WHAT YOU SHOULD DO » Line filter on the word "blue": copy each matching line from the entries.

MATERIAL SUPPLIED Block Start

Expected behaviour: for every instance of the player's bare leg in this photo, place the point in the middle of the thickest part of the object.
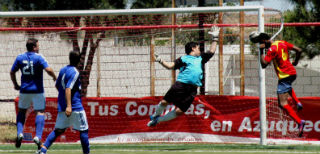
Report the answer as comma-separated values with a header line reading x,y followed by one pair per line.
x,y
159,109
294,97
39,128
283,98
20,123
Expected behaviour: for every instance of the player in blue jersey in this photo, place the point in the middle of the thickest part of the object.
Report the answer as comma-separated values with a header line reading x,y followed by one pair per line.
x,y
31,64
184,90
70,109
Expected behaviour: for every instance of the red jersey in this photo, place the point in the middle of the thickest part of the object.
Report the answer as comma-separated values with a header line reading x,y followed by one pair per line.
x,y
278,52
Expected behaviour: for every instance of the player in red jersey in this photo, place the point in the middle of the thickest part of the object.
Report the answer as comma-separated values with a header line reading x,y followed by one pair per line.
x,y
277,52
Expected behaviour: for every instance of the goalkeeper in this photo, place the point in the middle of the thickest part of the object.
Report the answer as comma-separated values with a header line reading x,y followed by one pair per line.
x,y
277,51
184,90
70,109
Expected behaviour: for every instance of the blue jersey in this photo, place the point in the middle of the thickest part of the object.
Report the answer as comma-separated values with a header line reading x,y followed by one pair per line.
x,y
191,71
31,65
69,78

MATERIAL SUPPLIED Block End

RESULT OF THIS TASK »
Expected behaviour: for every instance of the player in blue jersey in this photo, place the point in the middle of the thickest part of the object.
Expected behaviour: for every instance of the blue jersey in this photo, place the point in the middle of the thickest part of the object.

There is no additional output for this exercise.